*The request*: Write the next part of the urban planner's account of her careers in New Hampshire, picking up after its last sentence.

Name: Ivy
Location: New Hampshire
I watched a lot of towns in southern New Hampshire zone themselves out of existence.
I am technically known as an urban planner. I specialize in helping smaller places do two things: I help them figure out why they’re not getting the built environment that they want. Spoiler: it’s your zoning. I do a lot of work around housing choice and availability. Zoning is not the answer to everything, but it is part of the answer to everything.
This is my fifth career. I went back to the college from which I graduated, today, to take a class, and it was kind of stunning. It was a library when I was there, and I realized as I walked up the steps: I first walked these stairs about 50 years ago. In the interim, I have done a bunch of different things. I was a children’s librarian for 3 or 4 years. From there, I went to work for a small town weekly in southern New Hampshire. Eventually I was a section editor, the editor for the town section. That’s not the first place I started thinking about the built environment, but it’s one of the first places that I started thinking “Why do we build such shit when we have great examples in front of us?”

*Data segment*:

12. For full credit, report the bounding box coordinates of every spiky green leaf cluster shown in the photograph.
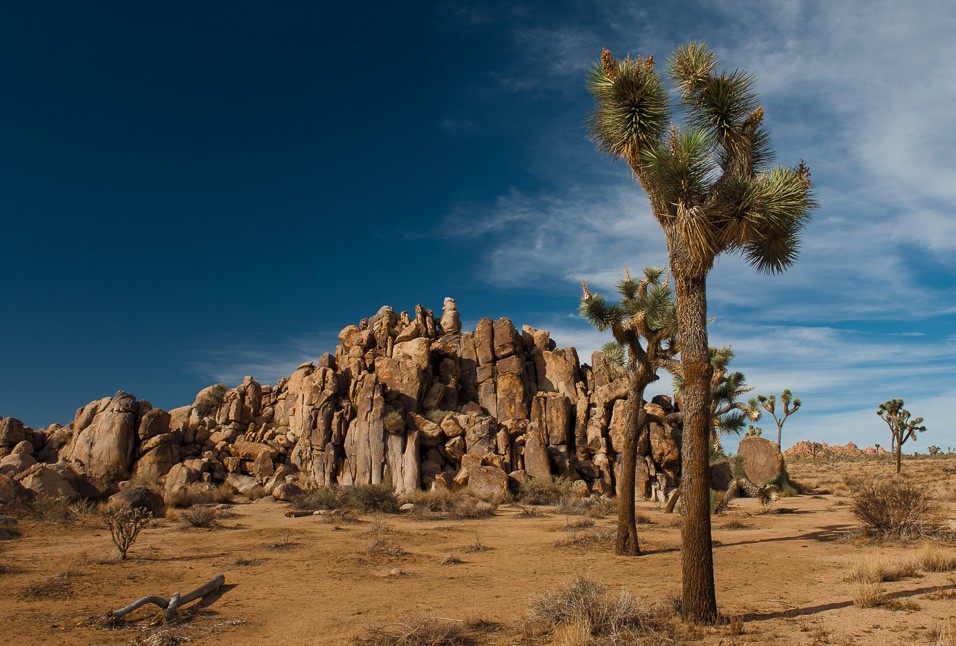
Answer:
[588,43,816,273]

*Written response*:
I watched a lot of towns in southern New Hampshire zone themselves out of existence. They panicked about people with children moving to town, because everything, all the education in New Hampshire, is funded on the back of the local property tax. No income tax. No broad-based tax. Just property tax. They’re this cute little town and they want to stay that way. So, they enacted 3- and 5- and 7-acre zoning, which meant that you had to have a big parcel of land. What that did was make their existing village illegal and irreproducible. You had to have 3 acres per house. A typical village lot is in the neighborhood of 5000ft², 7500ft². That’s 1/8 of an acre. If you’re requiring a 3-acre minimum, you are requiring 24 times as much land for a single family house as you have in your village.
I didn’t have the language to talk about it back then, but you end up with suburban sprawl. Big box stores with giant parking lots. Villages that were beautiful and walkable and had a little village store — their property values there always stayed high, even in the crash of 2008, even in the crash in 1988. I’m so old, I remember when those areas held their value, because there weren’t very many of them. If you look at Philadelphia, Park Slope, you’ve got these places that work well as habitats for humans, but you can’t build new ones because you’ve adopted this idiotic zoning. There are places that have beautiful, walkable, human-scaled character with corner stores, but you can’t build any more of them.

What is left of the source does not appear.